● **DOCUMENT TEXT**
On a wing and a prayer

中国日报网 2016-03-02 08:56



Reader question:

On a wing and a prayer

Please explain this sentence: “He and his mother traveled, living sometimes on a wing and a prayer.” What does “on a wing and a prayer” mean?

My comments:

He and his mother used to move a lot, from place to place, and didn't have everything. Sometimes, things got desperate. They may run out of food, for example.

When you settle down, you can have your own home and houseful of things, furniture and kitchen utensils, everything.

Not when you travel.

The speaker kind of likened it to a bird flying on one wing.

That's the idea of doing something on a wing and a prayer, an American idiom.

Birds fly on two wings, of course. Eagles, for example, spread their wings wide and glide through the sky, surveying the earth with great ease and elegance.

Now imagine the bird losing one wing due to injury.

Well, it will flutter like a big butterfly if it tries at all to take to the sky. With one good wing, the eagle won't be able to balance, hence losing all its ease and comfort in the sky, let alone beauty and elegance.

As a matter of fact, though, the expression “on a wing and a prayer” originally referred not to a bird but an airplane with a wing injured. When the pilot manages to make a safe landing with a damaged aircraft like that, he apparently needs to say a prayer – or two.

That's the “prayer” part, a call to the high heavens for help – desperate help.

The earliest reference to the phrase, according to Phrases.org, is “in the 1942 film The Flying Tigers”. More follows:

The screenplay, which was written by Kenneth Gamet and Barry Trivers, has John Wayne's character Captain Jim Gordon says this in a reference to the flight of replacement pilots:

Gordon: Any word on that flight yet?

Rangoon hotel clerk: Yes sir, it was attacked and fired on by Japanese aircraft. She's coming in on one wing and a prayer.

The phrase was taken up by songwriters Harold Adamson and Jimmie McHugh and their WWII patriotic song Coming in on a Wing and a Prayer, 1943 tells of a damaged warplane, barely able to limp back to base:

What a show, what a fight, boys

We really hit our target for tonight

How we sing as we limp through the air

Look below, there's our field over there

With just one motor gone

We can still carry on

Comin' in on a wing and a prayer

Adamson and McHugh wrote several patriotic songs in World War II and were awarded the Presidential Certificate of Merit by President Harry Truman.

The phrase hit a chord with the public and there are many references to it in US newspapers from 1943 onwards. It was taken up by Hollywood and a film - Wing and a Prayer - was released in 1944.

Now, media examples of doing something “on a wing and a prayer”:

1. A borrowed 10-year-old dress and a laid-back Aussie attitude has swept model Jennifer Hawkins to victory in the 2004 Miss Universe competition.

The 20-year-old Bondi-based model and Newcastle Knights NRL team cheerleader is the first Australian to win the coveted title since Perth's Kerry Ann Wells was crowned in 1972.

“I just can't explain how shocked I am because I never thought this would happen to me, like, I'm just from Newcastle.....,” she told Seven's Today Tonight.

Miss Hawkins, who wore a beaded gold brocade dress for the crowning ceremony today in Ecuador's capital Quito, was widely tipped to finish strongly.

She beat 79 entrants and 14 semi-finalists to take out the title ahead of first runner-up Miss USA Shandi Finnessey.

“This is very new to me and I'm very excited,” the blonde, blue-eyed winner told reporters after she had received the opulent diamond Miss Universe crown.

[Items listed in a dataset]
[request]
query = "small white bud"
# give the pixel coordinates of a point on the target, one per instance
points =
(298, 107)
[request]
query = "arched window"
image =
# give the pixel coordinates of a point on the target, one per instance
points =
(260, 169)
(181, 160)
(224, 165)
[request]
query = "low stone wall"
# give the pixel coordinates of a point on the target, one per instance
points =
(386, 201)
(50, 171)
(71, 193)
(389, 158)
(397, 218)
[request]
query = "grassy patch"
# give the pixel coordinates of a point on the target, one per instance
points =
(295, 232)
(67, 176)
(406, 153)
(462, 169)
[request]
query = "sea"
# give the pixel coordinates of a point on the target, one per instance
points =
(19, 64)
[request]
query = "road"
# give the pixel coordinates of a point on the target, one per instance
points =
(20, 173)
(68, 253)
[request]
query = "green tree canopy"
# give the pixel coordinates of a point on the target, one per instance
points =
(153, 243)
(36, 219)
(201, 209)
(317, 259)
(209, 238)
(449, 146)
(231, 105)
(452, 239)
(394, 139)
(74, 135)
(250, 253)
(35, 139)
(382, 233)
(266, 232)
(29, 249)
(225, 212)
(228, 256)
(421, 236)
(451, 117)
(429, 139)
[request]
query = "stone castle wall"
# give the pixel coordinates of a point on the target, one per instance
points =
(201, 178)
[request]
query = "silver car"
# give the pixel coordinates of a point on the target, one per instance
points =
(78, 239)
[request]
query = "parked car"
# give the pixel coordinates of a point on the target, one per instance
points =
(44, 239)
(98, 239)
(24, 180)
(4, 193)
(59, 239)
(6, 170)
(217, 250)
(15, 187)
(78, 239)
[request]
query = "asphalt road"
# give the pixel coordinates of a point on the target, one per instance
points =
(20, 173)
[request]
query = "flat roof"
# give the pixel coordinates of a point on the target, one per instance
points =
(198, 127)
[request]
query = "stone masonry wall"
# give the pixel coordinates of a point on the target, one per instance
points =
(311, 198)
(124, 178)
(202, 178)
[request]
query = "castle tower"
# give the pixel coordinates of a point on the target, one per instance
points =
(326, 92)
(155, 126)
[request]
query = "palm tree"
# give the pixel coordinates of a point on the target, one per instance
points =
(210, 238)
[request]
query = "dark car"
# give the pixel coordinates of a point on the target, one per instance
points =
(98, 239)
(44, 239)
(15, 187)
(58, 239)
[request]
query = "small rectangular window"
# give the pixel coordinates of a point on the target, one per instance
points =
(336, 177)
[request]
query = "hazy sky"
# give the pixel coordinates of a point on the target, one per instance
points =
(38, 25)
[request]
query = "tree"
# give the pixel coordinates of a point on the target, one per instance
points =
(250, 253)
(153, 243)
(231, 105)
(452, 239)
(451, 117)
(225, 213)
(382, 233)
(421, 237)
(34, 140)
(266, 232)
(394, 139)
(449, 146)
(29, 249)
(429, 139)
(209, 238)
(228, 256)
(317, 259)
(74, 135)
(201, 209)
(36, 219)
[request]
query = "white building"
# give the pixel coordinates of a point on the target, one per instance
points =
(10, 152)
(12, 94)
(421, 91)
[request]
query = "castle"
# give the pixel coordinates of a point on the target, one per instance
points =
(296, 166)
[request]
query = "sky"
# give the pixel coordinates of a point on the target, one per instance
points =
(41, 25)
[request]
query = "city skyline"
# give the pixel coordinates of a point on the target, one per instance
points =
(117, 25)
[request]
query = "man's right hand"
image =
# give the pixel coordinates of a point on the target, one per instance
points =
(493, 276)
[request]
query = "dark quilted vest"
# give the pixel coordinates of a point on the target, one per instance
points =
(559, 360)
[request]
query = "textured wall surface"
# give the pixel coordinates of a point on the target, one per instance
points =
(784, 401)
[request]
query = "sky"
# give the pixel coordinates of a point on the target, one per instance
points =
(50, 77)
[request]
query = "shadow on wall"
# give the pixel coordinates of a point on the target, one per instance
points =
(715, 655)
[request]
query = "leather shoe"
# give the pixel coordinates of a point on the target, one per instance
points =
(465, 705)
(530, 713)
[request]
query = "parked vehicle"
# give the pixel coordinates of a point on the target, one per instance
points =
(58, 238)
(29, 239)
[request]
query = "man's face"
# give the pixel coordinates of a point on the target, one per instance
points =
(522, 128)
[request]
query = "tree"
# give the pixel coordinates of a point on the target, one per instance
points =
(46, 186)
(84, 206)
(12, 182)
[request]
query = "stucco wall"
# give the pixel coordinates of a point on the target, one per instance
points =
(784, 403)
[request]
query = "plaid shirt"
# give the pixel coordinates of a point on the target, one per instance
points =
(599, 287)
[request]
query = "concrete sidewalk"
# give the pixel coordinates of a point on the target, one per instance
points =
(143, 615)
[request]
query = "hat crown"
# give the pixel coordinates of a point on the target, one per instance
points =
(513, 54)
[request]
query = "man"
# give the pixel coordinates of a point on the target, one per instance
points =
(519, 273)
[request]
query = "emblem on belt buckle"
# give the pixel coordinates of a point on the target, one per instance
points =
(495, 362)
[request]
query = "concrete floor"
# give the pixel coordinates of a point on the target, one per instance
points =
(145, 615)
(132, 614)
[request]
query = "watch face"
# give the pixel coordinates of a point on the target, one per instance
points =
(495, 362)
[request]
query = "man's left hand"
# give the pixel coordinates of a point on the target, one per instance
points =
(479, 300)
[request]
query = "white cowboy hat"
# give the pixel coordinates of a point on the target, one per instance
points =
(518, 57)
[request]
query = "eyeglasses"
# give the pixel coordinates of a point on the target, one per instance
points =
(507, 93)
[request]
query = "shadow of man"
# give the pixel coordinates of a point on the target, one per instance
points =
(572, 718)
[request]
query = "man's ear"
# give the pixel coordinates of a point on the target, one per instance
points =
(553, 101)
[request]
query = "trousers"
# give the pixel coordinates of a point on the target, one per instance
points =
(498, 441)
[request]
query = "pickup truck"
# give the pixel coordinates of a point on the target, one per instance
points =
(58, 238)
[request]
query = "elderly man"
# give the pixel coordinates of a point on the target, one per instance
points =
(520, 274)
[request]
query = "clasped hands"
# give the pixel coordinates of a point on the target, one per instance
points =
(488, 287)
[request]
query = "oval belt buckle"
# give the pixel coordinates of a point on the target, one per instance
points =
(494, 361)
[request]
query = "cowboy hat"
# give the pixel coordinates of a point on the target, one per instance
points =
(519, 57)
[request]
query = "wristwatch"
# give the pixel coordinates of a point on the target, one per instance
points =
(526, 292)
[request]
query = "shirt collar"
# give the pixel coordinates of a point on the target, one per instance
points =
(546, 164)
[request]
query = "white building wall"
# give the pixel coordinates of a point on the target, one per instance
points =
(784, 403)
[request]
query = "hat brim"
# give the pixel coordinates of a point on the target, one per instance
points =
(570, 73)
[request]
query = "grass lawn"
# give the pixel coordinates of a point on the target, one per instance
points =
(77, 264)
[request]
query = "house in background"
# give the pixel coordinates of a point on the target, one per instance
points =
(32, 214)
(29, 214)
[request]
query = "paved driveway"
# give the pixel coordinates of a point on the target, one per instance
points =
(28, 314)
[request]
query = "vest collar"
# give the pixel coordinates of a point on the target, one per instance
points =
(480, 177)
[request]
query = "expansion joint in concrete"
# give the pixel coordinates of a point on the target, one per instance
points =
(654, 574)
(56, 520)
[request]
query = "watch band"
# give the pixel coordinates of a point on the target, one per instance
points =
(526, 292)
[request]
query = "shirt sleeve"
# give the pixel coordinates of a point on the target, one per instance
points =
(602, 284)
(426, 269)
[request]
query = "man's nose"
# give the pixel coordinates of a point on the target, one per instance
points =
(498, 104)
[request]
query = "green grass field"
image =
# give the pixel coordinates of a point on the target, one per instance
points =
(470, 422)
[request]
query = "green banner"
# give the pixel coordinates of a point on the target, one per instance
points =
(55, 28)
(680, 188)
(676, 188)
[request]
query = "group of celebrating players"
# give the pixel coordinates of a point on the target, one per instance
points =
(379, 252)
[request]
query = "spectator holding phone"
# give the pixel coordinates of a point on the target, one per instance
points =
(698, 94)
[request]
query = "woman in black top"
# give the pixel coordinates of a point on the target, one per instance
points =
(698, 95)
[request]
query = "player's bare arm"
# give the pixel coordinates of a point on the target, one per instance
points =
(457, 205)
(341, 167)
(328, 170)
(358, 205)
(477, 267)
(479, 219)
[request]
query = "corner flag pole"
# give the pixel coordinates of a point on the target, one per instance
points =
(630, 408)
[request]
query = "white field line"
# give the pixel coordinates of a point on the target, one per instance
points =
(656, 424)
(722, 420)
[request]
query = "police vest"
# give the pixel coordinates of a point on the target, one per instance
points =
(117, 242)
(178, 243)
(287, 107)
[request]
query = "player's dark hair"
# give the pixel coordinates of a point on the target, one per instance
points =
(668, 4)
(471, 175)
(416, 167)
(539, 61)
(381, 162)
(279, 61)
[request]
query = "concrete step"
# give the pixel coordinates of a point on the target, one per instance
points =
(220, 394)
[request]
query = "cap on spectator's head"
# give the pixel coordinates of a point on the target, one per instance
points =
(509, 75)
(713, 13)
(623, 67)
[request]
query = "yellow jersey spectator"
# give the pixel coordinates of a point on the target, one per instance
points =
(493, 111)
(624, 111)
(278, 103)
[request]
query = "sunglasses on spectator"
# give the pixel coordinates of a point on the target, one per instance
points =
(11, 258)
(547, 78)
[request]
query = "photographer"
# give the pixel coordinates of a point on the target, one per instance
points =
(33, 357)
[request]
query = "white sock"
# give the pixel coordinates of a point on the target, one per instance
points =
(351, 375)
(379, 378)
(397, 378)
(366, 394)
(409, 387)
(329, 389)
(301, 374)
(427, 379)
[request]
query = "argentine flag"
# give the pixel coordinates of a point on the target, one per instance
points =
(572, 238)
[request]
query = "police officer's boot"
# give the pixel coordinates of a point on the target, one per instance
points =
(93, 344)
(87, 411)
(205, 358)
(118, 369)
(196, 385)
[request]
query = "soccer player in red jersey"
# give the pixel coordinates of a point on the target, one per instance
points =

● **EXERCISE AIM**
Say whether each statement agrees with the idiom article, answering yes or no and quoting the words that decide it: (a) Phrases.org gives a 1942 film as the earliest reference to the phrase. (b) The expression first referred to a bird. (c) The film Wing and a Prayer came out in 1943. These records are separate material and have no connection to the idiom article.

● **ANSWER TO THIS EXERCISE**
(a) Yes: "in the 1942 film The Flying Tigers"
(b) No: "originally referred not to a bird but an airplane with a wing injured"
(c) No: "a film - Wing and a Prayer - was released in 1944"